- **PROBLEM REQUIREMENTS**
Extend the forum thread about rescuing toads from the road, picking up right after its final line.

# toads out tonight



## lizamphid1 (Dec 15, 2008)

It's been a warm day here in the East of England with rain after dark. Driving home this evening I noticed there were toads crossing the road everywhere. I had to drive on both sides of the road to get around them all. On returning home my son and I went out with a big bucket and collected as many as we could from the road and placed them on the other side out of harms way. Unfortunately a number of them had already been run over, however we felt we had done a small bit to help them on their way. It was also nice that other car users stopped to allow us to clear the road before they drove off.

So if you have ten minutes or so to spare, grad a big bucket and go out to help them cross the roads. Don't forget your high visability jacket


----------



## laurencea (Aug 28, 2009)

good work!

i have seen a toad walking along my local high street. there was no water near where it had come from nor in the direction it was going. it seemed happy enough, so i left it to it.


----------



## richie.b (Oct 27, 2008)

Its great this time of year when its milder and wet, this is my pond tonight


----------



## Shell195 (May 31, 2007)

The frogs in Lancashire havent even spawned yet so I think it will be a while before the toads arrive


----------



## corvid2e1 (Jan 21, 2007)

yep, we did the same thing last night. we have a large lake just up the road, where they all breed, so there were hundreds of them out. unfortunetly many were already dead, and even worse, a few had been hit in the back end but not killed, so I had the job of finnishing them off, however most we managed to collect and take to the bank for release.





























amough them were also a few frogs making the same journey.










one who didn't quite get the idea of release!



















intrersting note: the males are so obsesed with finding and catching a female that they will lituraly grab anything that moves, to the point that letting them go was more a case of waiting for them to let you go!


----------



## laurencea (Aug 28, 2009)

:flrt:

excellent work.


----------



## richie.b (Oct 27, 2008)

well done thats great work
theres a huge golf course by me with lakes on and volunteers collect toads every night this time of year off the roads, but if you go down any of the lanes that surround the golf course in the day the amount of squashed toads is unbelievable even with the volunteers, sad really how many do get killed on the roads each year


----------



## lizamphid1 (Dec 15, 2008)

Well done, its good to know that theres people out there to lend a hand:notworthy:


----------



## Matt Harris (Aug 21, 2007)

(Records from a point labeling set)
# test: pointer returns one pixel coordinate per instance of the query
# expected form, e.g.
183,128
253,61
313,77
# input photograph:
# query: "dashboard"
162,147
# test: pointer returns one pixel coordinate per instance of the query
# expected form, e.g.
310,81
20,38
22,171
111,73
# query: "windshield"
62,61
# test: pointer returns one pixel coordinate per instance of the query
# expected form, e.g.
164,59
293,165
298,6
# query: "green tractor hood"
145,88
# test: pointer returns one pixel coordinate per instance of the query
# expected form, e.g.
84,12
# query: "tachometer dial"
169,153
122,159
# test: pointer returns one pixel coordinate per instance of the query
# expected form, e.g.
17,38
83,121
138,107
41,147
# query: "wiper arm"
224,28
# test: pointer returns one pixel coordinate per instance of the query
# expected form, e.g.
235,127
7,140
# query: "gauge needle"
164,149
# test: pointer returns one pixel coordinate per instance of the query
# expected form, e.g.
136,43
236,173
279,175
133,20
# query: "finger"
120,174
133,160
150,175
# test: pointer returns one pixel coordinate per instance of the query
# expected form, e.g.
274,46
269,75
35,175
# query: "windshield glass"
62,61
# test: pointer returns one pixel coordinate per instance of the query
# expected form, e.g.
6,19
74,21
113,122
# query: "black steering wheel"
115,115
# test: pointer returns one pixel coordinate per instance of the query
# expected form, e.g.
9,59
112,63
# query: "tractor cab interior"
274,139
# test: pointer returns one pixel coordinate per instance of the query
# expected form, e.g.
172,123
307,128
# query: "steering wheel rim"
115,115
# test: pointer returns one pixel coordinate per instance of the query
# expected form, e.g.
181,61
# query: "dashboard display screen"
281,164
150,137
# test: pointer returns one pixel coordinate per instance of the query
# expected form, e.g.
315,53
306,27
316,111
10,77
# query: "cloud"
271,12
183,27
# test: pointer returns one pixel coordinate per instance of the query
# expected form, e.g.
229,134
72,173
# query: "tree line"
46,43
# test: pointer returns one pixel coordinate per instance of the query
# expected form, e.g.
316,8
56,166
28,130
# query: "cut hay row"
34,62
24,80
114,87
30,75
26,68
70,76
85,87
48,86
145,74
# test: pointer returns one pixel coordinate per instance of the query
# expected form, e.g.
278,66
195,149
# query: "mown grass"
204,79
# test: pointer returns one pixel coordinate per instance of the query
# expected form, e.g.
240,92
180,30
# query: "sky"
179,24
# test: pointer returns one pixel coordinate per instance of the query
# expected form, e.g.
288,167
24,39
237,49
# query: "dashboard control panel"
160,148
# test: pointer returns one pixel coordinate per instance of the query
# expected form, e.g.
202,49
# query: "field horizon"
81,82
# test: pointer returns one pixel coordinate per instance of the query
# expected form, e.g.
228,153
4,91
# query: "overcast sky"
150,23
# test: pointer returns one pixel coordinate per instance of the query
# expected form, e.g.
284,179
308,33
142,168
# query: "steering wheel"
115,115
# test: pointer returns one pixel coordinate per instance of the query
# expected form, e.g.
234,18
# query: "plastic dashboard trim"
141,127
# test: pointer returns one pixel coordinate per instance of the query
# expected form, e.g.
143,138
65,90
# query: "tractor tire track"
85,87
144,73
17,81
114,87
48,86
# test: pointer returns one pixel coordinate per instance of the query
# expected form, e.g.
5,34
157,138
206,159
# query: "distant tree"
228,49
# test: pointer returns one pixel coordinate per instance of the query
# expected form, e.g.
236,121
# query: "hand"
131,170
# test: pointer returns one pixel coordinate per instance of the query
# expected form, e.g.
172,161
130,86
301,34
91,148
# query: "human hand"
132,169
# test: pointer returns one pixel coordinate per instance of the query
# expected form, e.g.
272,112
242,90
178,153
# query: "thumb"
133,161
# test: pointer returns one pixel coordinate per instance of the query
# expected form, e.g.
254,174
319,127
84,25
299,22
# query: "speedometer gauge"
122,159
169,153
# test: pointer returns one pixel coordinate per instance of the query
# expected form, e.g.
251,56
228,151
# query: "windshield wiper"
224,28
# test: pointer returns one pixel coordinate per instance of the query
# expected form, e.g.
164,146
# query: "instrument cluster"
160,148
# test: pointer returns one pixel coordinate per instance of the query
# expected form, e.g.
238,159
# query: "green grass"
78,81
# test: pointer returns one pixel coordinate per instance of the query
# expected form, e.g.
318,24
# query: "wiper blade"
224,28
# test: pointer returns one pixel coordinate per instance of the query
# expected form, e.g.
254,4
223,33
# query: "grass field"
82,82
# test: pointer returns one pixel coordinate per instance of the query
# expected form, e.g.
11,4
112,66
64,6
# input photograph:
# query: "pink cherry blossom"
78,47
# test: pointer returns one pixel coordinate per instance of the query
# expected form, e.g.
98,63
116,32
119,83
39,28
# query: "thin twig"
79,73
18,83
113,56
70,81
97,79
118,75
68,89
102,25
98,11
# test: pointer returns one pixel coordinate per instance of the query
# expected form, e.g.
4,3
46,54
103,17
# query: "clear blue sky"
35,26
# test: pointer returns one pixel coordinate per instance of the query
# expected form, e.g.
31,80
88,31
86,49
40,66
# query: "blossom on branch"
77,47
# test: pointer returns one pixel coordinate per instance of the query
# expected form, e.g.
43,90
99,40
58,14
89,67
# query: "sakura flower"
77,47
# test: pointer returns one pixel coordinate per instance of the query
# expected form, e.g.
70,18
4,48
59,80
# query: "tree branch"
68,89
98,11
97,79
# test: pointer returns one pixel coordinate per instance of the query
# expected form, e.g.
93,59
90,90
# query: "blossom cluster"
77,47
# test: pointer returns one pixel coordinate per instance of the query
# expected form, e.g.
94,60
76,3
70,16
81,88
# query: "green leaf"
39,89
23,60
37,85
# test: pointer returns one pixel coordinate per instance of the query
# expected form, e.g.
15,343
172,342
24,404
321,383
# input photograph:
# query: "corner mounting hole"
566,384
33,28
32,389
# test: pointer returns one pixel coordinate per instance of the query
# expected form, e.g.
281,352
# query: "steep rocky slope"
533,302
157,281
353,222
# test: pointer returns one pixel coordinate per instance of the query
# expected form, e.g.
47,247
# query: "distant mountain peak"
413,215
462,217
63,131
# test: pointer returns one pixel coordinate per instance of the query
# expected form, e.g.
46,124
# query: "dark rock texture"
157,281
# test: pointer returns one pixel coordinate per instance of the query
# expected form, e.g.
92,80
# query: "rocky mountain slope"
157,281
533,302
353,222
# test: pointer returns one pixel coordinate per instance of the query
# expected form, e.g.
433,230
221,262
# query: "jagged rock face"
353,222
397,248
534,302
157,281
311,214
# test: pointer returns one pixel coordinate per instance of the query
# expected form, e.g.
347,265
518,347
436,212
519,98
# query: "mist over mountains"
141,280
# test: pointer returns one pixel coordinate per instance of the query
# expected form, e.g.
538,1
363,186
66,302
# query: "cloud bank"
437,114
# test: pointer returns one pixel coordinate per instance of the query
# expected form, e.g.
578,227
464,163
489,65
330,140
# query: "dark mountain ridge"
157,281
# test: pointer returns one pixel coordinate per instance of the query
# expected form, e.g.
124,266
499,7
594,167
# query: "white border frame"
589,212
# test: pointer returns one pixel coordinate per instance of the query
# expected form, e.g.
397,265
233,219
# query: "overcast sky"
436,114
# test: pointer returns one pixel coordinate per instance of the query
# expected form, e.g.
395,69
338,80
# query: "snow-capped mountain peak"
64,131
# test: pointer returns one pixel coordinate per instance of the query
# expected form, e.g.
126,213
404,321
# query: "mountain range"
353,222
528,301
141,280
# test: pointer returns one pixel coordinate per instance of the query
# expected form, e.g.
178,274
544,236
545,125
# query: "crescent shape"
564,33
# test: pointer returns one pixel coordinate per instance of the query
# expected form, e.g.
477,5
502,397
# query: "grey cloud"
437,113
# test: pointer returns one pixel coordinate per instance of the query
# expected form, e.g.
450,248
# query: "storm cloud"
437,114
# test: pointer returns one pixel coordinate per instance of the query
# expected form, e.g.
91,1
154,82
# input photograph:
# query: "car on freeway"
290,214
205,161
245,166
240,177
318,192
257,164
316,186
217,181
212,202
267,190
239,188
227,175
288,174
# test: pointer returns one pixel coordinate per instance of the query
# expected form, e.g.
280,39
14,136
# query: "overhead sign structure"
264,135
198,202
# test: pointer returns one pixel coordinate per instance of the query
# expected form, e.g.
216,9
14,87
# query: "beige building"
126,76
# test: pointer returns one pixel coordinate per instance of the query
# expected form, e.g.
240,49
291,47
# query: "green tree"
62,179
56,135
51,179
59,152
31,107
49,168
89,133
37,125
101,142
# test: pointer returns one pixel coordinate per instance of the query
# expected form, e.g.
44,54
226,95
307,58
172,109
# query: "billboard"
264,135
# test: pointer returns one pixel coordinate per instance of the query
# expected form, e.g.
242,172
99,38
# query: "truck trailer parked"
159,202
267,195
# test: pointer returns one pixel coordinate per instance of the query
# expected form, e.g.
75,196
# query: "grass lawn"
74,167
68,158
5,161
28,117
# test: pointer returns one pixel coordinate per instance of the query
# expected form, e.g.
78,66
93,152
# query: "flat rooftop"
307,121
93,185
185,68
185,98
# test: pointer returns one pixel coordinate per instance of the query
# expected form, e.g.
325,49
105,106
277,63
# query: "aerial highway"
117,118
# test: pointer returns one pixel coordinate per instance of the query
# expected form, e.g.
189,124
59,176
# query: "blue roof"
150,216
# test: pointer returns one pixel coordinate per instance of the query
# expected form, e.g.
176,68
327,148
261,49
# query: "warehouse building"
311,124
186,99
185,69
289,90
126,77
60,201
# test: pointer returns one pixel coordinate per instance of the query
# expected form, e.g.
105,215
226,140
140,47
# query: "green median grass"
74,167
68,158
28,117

---

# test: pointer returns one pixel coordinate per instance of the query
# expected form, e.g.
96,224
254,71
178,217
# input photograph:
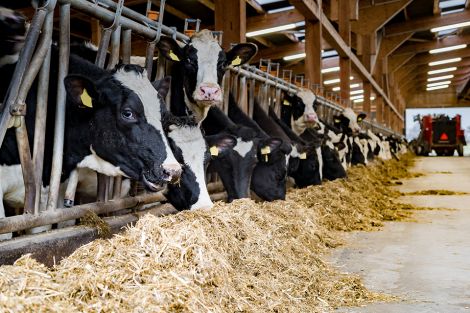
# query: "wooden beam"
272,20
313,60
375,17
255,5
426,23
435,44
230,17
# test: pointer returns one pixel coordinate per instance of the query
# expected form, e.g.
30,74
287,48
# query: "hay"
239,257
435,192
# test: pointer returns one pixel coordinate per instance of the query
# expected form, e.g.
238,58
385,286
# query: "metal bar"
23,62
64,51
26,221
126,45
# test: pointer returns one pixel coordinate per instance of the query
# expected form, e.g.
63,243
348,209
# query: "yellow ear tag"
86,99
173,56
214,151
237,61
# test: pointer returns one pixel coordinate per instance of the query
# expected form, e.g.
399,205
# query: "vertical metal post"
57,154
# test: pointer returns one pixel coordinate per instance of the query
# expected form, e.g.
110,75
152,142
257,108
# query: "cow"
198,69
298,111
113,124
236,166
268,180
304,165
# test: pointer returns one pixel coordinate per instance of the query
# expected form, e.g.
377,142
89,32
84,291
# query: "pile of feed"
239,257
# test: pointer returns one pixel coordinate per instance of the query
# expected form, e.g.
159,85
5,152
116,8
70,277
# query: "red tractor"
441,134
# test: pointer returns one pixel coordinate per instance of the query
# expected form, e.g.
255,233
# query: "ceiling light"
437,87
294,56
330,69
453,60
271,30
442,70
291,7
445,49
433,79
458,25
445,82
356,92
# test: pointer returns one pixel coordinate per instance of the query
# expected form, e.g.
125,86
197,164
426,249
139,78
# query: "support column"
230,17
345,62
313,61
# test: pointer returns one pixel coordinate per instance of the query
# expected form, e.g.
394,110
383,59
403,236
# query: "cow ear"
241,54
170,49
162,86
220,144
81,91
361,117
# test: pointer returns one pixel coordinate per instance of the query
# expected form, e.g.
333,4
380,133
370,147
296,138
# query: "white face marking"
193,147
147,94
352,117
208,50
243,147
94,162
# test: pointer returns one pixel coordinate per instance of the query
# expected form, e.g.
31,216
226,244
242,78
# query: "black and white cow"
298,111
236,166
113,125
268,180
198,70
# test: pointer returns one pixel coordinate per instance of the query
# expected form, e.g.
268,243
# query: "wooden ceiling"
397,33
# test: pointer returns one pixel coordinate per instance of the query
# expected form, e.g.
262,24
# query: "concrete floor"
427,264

- **OUTPUT FOR THIS EXERCISE**
richie.b said:


> well done thats great work
> theres a huge golf course by me with lakes on and volunteers collect toads every night this time of year off the roads, but if you go down any of the lanes that surround the golf course in the day the amount of squashed toads is unbelievable even with the volunteers, sad really how many do get killed on the roads each year


We've been up at the Celtic Manor these last 3 nights, 914 Thursday, 1303 Friday, 285 tonight. That's just the ones on the roads though.


----------



## richie.b (Oct 27, 2008)

Matt Harris said:


> We've been up at the Celtic Manor these last 3 nights, 914 Thursday, 1303 Friday, 285 tonight. That's just the ones on the roads though.


Thats realy good Matt, what a difference between Friday night and tonight.
Thats one good thing the celtic manor has done for Newport is massively increased the population of toads, before they built the golf course you would have to go up wentwood to see that amount of toads crossing the road.
Keep up the good work:notworthy:


----------



## Mbar (Aug 12, 2007)

Great work everyone.
I seem to recall years ago a proposal to create underpasses on some busy amphibian routes. Did this ever happen and was it effective?


----------



## Zoo-Man (Apr 12, 2008)

Get ya toads out
Get ya toads out, 
Get ya toads out for the ladsssss,
Get ya toads out for the lads!




Sorry, couldn't help myself :lol2:


----------



## tigress44wm (Nov 23, 2008)

*frogs and toads*

how very lovely, keep up the toady work


----------



## snakewhisperer (Nov 13, 2009)

I love toadies, :no1: well done everyone. I have, many times slammed on the brakes and hazards and helped them out of danger (don't forget to check which way they are travelling 'cos it'll really :censor: 'em off if they have to cross the road again) Seriously though don't put yourselves in danger but help them if you can, they can live for such a long time if given the chance.


----------



## linzii (Aug 12, 2009)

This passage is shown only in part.